TASK BRIEF
Exactly the lines from the one containing "Practice step: find the sand in" through the final line of the listing are to be retyped, and nothing more.

· · · · · · ·

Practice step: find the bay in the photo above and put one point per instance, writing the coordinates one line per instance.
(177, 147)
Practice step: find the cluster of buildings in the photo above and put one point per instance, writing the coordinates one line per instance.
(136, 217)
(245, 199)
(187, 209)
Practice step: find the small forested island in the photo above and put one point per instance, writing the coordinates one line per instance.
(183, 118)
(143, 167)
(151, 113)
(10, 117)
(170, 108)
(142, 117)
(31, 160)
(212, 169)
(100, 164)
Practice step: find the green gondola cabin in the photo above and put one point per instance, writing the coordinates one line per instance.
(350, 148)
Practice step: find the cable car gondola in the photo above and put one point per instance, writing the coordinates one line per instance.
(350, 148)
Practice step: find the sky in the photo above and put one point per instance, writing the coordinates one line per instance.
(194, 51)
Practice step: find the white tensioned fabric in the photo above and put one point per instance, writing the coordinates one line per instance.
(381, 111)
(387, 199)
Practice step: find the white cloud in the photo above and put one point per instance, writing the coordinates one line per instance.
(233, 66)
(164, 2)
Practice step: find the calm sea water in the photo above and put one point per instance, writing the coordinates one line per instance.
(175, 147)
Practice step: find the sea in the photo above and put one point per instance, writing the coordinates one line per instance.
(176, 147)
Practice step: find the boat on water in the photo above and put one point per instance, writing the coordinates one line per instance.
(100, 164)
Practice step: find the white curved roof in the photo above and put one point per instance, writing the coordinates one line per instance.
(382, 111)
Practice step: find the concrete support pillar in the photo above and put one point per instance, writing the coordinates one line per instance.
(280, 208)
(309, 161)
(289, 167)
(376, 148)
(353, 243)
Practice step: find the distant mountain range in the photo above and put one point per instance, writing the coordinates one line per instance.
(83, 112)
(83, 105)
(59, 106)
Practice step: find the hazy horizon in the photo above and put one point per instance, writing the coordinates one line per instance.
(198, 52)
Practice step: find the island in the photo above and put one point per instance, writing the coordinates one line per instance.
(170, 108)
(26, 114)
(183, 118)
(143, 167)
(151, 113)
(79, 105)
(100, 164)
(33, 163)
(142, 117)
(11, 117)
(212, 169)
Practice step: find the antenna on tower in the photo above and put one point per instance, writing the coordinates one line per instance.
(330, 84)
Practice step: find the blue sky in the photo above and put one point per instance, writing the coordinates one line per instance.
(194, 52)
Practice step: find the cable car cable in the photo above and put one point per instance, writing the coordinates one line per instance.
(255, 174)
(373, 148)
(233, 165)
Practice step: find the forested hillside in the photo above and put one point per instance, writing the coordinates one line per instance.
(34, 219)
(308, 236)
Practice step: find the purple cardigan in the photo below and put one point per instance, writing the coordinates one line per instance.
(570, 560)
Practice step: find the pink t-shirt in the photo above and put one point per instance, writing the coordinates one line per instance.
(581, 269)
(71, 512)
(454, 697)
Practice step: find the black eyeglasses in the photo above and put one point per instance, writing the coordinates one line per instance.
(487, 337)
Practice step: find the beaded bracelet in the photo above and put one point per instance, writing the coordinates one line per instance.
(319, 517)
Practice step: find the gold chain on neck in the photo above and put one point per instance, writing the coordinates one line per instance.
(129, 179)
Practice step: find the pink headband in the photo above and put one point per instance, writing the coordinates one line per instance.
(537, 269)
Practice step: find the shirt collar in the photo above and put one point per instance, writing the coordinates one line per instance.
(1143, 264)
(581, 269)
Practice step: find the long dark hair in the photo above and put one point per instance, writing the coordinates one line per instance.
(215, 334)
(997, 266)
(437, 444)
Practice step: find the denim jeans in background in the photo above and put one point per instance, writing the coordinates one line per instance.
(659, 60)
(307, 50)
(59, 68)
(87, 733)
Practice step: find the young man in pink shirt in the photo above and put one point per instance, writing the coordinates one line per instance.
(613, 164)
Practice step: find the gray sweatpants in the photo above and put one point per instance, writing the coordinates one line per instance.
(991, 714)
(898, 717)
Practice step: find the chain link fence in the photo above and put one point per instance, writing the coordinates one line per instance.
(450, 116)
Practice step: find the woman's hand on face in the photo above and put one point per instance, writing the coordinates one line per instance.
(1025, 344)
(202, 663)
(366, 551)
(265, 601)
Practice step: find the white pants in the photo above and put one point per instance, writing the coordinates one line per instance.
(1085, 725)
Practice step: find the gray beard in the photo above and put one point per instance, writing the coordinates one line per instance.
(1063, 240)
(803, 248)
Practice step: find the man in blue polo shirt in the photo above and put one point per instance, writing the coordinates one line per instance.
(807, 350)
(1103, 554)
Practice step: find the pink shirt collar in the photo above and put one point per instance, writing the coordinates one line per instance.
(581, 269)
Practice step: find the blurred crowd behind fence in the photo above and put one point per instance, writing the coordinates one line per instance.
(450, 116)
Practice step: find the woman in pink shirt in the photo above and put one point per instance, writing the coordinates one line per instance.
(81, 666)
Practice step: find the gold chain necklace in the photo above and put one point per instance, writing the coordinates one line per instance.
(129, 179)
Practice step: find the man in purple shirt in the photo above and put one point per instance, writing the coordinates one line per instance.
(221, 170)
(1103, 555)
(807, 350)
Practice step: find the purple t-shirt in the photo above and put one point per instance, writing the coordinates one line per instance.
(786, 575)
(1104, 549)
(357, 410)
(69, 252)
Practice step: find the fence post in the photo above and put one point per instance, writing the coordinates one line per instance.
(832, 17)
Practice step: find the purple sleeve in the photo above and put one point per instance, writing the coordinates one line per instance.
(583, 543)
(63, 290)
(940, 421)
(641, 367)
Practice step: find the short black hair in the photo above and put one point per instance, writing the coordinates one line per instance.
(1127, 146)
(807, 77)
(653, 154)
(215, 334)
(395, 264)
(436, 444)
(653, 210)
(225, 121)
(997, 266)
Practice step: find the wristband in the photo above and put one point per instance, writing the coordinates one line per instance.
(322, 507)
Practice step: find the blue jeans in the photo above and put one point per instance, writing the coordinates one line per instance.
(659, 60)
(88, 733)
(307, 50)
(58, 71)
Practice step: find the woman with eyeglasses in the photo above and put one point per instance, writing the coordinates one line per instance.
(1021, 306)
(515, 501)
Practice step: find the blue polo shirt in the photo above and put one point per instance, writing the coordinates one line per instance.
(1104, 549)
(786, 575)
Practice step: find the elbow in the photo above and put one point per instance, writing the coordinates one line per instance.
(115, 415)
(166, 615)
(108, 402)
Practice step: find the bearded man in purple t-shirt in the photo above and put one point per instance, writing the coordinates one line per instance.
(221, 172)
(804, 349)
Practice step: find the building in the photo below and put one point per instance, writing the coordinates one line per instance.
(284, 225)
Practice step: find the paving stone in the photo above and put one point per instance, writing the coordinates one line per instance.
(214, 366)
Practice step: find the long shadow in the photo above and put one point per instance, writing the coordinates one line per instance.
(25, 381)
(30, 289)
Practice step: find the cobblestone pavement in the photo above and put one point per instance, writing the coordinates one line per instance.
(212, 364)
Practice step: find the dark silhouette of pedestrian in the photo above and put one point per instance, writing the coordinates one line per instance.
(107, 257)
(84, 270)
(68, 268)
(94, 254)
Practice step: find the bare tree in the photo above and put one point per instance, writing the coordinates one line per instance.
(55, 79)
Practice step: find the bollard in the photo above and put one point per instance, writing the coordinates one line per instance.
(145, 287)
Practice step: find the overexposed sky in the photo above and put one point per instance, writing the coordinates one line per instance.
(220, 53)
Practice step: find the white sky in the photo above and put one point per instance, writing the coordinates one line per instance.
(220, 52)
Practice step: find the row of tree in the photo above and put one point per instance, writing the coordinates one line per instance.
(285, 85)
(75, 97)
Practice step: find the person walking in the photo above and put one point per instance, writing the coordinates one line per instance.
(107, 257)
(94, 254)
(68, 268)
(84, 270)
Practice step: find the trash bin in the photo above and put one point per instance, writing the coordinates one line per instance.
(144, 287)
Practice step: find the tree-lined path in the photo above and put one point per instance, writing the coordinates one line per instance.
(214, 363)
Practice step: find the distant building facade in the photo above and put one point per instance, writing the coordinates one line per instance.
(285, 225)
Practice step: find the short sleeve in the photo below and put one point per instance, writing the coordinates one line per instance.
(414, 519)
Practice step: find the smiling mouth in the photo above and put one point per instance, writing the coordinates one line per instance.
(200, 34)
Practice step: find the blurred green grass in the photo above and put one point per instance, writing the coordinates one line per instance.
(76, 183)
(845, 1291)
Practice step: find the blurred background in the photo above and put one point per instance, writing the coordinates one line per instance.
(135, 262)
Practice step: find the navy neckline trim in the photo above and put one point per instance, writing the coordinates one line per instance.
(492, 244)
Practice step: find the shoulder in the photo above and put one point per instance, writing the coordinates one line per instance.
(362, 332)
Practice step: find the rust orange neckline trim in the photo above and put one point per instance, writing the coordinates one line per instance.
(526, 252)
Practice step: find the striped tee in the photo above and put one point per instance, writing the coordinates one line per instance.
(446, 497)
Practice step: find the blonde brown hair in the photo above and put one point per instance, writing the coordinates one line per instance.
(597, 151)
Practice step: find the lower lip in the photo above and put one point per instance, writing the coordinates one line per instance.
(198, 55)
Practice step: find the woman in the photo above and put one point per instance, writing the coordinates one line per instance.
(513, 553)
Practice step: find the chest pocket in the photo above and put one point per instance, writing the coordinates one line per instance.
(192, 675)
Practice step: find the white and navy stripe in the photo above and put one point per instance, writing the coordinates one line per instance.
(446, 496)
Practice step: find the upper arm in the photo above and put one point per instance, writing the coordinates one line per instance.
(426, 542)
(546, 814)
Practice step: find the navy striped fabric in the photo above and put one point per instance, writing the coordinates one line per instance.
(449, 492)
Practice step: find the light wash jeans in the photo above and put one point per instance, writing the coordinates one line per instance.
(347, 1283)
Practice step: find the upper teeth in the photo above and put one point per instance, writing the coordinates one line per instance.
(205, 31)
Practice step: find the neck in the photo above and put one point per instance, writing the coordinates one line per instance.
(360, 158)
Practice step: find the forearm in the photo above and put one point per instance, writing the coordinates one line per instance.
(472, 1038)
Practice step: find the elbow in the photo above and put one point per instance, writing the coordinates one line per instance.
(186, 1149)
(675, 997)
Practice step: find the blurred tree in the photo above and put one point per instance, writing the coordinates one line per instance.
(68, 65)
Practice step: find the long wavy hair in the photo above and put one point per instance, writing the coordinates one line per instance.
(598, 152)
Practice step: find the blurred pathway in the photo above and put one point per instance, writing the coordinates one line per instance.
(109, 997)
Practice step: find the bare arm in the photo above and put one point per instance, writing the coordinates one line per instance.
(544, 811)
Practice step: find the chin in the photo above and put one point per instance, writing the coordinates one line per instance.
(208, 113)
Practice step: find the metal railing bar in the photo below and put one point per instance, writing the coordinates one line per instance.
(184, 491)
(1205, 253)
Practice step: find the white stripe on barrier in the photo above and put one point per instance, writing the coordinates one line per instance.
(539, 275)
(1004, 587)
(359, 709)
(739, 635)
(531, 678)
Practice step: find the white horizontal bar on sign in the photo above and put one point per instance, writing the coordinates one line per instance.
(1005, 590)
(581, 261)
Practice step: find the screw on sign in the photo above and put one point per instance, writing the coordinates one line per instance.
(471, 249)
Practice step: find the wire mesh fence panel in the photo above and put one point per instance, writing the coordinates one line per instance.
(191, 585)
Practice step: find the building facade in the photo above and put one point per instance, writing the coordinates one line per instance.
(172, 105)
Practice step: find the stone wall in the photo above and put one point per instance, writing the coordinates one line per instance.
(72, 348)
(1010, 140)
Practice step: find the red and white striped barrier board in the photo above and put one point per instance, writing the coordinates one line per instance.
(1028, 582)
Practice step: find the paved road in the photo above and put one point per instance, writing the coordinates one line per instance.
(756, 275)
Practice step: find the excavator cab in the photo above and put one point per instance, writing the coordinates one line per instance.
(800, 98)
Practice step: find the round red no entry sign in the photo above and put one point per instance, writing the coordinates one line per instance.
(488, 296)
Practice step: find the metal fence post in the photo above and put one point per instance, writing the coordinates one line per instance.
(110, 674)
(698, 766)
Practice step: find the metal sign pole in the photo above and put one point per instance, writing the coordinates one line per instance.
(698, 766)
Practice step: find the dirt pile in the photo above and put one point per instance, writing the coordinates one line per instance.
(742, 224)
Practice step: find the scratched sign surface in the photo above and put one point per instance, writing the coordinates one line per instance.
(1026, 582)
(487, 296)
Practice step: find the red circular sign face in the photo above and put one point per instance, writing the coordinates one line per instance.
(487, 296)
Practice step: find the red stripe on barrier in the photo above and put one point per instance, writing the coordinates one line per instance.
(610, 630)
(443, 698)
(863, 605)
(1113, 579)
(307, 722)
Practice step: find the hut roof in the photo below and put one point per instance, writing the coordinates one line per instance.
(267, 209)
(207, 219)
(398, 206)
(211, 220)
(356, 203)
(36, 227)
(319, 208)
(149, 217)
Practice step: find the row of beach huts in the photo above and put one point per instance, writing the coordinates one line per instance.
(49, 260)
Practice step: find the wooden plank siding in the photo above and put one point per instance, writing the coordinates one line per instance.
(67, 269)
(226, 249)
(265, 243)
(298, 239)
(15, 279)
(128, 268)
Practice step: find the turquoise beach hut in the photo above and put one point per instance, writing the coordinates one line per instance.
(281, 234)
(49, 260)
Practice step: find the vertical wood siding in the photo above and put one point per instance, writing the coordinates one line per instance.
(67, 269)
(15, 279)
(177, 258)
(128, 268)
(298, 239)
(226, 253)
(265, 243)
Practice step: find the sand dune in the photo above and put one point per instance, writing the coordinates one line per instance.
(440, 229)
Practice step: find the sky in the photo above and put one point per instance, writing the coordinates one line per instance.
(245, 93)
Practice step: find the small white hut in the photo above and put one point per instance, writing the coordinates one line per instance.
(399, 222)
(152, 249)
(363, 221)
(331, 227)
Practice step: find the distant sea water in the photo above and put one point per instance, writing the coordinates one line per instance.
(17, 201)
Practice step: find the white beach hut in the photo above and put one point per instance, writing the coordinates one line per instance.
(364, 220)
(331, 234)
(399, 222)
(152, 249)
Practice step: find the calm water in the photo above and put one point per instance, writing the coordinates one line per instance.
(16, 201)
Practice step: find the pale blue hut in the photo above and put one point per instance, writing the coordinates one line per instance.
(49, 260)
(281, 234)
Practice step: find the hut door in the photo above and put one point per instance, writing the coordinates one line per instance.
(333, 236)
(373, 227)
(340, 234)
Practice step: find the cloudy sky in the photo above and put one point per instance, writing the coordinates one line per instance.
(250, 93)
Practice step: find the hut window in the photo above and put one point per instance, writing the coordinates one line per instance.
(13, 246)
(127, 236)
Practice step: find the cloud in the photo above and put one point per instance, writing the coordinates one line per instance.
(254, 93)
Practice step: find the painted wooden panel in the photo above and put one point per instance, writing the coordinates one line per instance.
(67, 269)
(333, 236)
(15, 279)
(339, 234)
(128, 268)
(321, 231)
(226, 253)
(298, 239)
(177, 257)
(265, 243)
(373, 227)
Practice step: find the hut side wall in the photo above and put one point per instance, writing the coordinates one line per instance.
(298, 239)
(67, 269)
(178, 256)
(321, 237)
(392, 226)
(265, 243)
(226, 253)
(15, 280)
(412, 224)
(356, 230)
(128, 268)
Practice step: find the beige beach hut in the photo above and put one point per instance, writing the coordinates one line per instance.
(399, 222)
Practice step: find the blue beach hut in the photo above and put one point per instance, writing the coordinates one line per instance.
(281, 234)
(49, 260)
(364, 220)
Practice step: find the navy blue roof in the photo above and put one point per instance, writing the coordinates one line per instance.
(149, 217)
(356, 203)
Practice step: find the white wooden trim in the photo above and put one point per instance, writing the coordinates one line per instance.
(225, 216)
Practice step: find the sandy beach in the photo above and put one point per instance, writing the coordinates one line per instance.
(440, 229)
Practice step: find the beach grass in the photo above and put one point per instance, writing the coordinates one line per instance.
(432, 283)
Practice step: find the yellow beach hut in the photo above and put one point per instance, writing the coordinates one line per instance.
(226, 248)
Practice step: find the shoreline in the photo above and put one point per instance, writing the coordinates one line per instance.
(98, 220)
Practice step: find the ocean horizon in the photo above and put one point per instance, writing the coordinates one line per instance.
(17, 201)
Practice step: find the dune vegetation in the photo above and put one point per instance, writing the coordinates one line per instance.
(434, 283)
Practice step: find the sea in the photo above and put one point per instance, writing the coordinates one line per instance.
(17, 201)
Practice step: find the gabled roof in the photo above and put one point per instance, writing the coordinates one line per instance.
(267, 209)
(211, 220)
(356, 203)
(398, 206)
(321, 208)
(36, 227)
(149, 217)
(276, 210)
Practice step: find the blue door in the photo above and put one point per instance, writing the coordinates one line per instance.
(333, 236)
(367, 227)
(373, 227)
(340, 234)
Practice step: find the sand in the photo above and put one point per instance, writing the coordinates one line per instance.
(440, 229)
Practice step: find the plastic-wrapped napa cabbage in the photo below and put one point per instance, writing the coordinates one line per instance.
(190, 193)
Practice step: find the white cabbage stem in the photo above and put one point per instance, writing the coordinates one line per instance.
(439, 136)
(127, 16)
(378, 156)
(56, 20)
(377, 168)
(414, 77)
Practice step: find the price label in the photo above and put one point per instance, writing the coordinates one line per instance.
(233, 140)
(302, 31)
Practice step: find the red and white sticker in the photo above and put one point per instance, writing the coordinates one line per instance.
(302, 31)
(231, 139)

· · · · · · ·

RESPONSE
Practice step: find the sand in the photo above and put one point per instance, writing the coordinates one line per instance.
(440, 229)
Practice step: find the plastic-wrapped napa cabbage in the photo below and put one point per instance, writing the coordinates one line per instance.
(190, 193)
Practice step: find the white cabbage stem in the photo above and put one point per instance, writing the coordinates one line per instance.
(439, 136)
(127, 16)
(378, 156)
(56, 20)
(377, 168)
(414, 77)
Practice step: find the price label in the photo above and put one point per instance, writing the coordinates one line per instance.
(233, 140)
(302, 31)
Practice step: find the red and white sticker in the photo above and put one point per instance, writing the coordinates one line per instance.
(302, 31)
(231, 139)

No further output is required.